Fragment tekstu

#####

Komoda PRL
Tym razem pomocnik z 1973 roku, który znalazłam na OLX. Całe 0 zł i tylko właścicielka ostrzegała mnie, że muszę sobie go wynieść z piwnicy, a „do tego przynajmniej jeden mężczyzna potrzebny”. Toteż zabrałam nastolatka, płci męskiej, żeby pani nie potraktowała mnie jako osobę niepoważną ;). Ostatecznie sama złapałam pomocnik i nie chciałam puścić :). No dobra, po schodach nieśliśmy razem z synem.
Biorąc pod uwagę cenę, komoda była w świetnym stanie. Jedna odklejona noga i liczne oznaki braku miłości do mebla. Co bez trudu udało się naprawić.
Metamorfoza komody PRL
1. Zaczęłam od przyklejenia nóżki klejem do drewna.
2. Fronty zeszlifowałam i zawoskowałam.
3. Obudowę i nóżki zmatowiłam. Uzupełniłam szpachlą liczne rysy i odpryski. Kolejno pomalowałam, łącznie trzema warstwami farby tablicowej. Przypominam, że nie należy pisać po tablicówce wcześniej jak po trzech dniach. Na temat malowania tablicówką, rozpisałam się tutaj.
4. Uchwyty zrobiłam z drewnianych listewek. Przycięłam, pomalowałam, nawierciłam dziurki pod wkręty i gotowe.

#####

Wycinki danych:
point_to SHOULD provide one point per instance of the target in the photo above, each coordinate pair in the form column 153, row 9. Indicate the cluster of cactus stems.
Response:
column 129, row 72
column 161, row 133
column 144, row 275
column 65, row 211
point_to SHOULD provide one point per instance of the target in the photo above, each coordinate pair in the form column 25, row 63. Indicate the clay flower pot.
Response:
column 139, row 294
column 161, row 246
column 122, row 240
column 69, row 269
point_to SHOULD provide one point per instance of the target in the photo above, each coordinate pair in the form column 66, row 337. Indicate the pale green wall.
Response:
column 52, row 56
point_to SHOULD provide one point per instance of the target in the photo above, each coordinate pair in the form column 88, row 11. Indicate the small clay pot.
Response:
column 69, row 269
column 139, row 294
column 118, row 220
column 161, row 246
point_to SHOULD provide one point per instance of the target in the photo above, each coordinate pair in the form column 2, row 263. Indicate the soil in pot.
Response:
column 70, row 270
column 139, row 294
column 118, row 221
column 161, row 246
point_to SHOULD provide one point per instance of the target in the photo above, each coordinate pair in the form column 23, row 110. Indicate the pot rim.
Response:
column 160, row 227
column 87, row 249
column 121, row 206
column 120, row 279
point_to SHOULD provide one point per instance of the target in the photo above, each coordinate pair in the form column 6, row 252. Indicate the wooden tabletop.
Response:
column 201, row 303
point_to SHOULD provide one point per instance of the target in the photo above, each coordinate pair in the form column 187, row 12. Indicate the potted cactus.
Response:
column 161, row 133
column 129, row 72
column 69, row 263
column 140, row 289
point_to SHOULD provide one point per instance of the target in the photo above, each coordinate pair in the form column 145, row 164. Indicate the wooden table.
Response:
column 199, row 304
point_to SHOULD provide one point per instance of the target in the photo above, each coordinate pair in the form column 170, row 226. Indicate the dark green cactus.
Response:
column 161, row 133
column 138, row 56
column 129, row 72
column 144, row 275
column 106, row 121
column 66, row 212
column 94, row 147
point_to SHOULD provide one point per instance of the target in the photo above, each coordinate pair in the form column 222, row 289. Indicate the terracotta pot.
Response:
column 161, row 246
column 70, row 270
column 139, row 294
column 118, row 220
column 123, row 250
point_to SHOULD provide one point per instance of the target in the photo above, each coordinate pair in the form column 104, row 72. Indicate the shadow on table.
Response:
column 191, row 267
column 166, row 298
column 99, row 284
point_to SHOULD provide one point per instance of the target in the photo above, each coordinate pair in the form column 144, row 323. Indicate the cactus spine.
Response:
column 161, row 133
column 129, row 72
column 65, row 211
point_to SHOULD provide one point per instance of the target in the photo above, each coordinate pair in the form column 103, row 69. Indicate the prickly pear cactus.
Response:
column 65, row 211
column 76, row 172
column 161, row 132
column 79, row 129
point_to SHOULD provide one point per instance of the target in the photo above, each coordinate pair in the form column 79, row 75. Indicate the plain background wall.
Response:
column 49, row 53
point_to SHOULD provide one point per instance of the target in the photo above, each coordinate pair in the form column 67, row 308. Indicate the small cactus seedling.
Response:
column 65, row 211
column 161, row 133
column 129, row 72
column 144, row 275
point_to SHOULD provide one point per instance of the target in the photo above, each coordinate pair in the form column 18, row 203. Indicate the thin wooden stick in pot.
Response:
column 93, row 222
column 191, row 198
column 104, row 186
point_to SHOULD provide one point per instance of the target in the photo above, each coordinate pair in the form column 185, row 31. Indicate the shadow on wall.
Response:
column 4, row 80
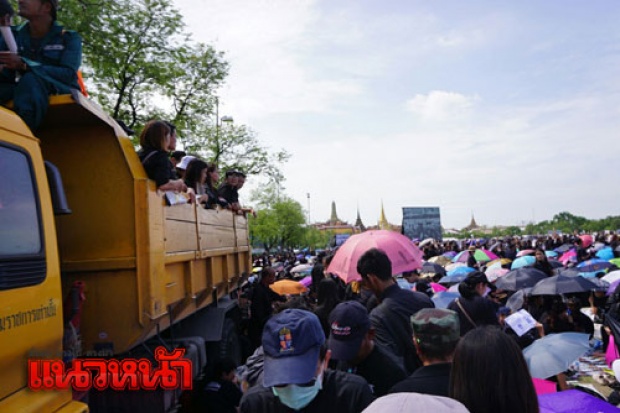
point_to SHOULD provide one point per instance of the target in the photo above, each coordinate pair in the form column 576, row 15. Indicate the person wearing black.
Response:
column 542, row 263
column 472, row 307
column 222, row 394
column 351, row 342
column 436, row 333
column 228, row 190
column 390, row 318
column 261, row 308
column 295, row 375
column 471, row 259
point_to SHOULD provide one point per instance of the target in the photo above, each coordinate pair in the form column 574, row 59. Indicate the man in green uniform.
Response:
column 46, row 61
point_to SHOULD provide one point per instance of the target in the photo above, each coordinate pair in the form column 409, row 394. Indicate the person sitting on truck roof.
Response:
column 46, row 62
column 228, row 190
column 196, row 179
column 154, row 141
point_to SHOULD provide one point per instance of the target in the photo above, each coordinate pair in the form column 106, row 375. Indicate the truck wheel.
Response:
column 228, row 346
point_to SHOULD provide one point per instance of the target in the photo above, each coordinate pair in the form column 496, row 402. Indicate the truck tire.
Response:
column 228, row 346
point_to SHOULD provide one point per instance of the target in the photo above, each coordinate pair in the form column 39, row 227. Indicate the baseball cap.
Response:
column 185, row 161
column 348, row 323
column 436, row 325
column 292, row 342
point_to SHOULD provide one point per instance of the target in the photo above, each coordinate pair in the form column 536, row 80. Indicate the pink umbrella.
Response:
column 586, row 240
column 524, row 252
column 495, row 272
column 438, row 287
column 403, row 254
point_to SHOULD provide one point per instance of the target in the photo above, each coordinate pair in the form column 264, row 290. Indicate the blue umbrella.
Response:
column 553, row 353
column 520, row 278
column 444, row 298
column 573, row 401
column 525, row 261
column 594, row 265
column 605, row 254
column 461, row 271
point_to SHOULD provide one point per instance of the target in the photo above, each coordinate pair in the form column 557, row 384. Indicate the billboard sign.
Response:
column 422, row 223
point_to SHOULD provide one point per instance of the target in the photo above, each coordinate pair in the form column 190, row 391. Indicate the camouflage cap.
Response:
column 436, row 325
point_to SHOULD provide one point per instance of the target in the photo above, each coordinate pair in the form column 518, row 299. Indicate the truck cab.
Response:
column 147, row 272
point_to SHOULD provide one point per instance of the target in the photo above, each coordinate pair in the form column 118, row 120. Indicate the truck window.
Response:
column 20, row 229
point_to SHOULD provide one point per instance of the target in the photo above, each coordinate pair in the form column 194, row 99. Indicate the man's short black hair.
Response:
column 374, row 261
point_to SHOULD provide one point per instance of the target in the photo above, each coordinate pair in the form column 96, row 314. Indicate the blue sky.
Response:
column 507, row 109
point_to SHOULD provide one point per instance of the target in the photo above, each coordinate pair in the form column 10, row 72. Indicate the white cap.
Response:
column 415, row 402
column 185, row 161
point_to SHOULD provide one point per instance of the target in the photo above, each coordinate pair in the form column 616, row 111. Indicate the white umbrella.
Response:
column 612, row 276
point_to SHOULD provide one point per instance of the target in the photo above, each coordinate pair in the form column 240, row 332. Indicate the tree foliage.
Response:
column 283, row 225
column 140, row 64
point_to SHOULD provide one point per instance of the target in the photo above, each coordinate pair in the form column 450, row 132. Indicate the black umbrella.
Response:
column 569, row 272
column 520, row 278
column 563, row 248
column 563, row 284
column 433, row 268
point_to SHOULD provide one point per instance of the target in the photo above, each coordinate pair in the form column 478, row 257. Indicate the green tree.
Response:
column 283, row 224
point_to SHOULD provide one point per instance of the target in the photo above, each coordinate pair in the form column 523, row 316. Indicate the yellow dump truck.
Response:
column 77, row 207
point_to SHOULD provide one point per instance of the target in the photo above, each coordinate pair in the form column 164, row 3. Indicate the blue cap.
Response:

#####

Treść zadania
Proszę dopisać dalszy ciąg tekstu o metamorfozie komody PRL, zaczynając tuż po jego ostatnim zdaniu. Rekordy pochodzą z innego źródła niż tekst.

Odpowiedź do zadania
MATERIAŁY:
- klej do drewna Vikol
- papier ścierny
- wosk Liberon + bawełniana szmatka
- farba tablicowa + pędzel i wałek
- szpachla do drewna
- resztki tapet
- listwa drewniana i wkręty
- wiertarka
Wstępny plan zakładał naturalny kolor nóżek, co odpadło, po bliższym ich obejrzeniu oraz paski na obudowie nawiązujące do tapety, ale to chyba byłaby przesada. Stanęło na tablicówce w połączeniu z fornirem. Zawsze można paski i skarpetki dorysować :).
Więcej elementów w pokoju mojego nastolatka znajdziecie tutaj. Od półek na skórzanych paskach, po fototapetę nad biurkiem z maszyny do szycia.
Pomijając czas na schnięcie farby, metamorfoza na jedno popołudnie. Troszkę dłużej mi to zajęło, bo jak tradycyjnie dłużej myślałam niż samej pracy było.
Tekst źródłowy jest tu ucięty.